## Data extract
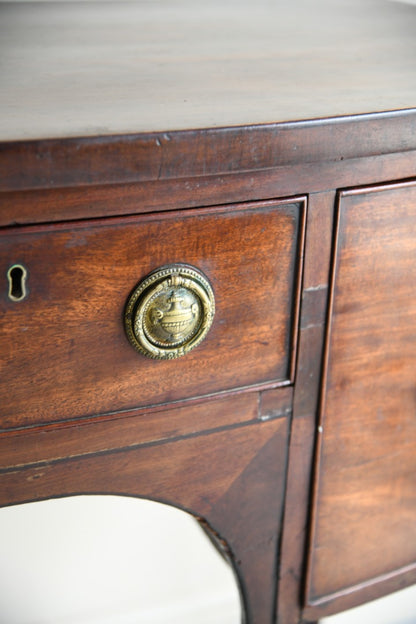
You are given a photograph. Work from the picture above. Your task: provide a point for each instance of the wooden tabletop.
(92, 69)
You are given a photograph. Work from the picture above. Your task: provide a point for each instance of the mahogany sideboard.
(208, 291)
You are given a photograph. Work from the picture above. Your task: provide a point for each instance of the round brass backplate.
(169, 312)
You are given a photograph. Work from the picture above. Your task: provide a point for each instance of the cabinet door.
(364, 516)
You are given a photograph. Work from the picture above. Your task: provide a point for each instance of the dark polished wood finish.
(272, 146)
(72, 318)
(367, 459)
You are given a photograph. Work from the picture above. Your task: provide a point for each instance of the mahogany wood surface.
...
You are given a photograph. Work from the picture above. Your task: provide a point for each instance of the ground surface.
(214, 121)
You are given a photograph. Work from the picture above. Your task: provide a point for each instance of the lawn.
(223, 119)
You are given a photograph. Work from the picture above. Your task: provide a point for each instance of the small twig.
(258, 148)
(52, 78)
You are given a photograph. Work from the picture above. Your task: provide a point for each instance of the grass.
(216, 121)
...
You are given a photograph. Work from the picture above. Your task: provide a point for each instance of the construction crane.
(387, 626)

## Work to be completed
Using only the entries above, output the line with "the mahogany sideboard.", the line with "mahogany wood surface.", and all lines between them, exactly as they stand.

## Exercise output
You are given a photograph. Work from the picture above. Your task: provide a point for each instance of the mahogany sideboard.
(208, 291)
You are given a photograph. Work from the picture above. Your task: provide a point for each instance of the round brass backplate.
(169, 312)
You are given a photograph. Work from the picture above. Your task: provide a point for each instance of the cabinet door.
(364, 516)
You are given a photograph. Work from the picture above. Your task: provide a point for each instance of the dark polished wood finish.
(272, 146)
(72, 318)
(367, 459)
You are given a photograph. Work from the picture above. Your task: provide a point for each instance of the mahogany wood surface.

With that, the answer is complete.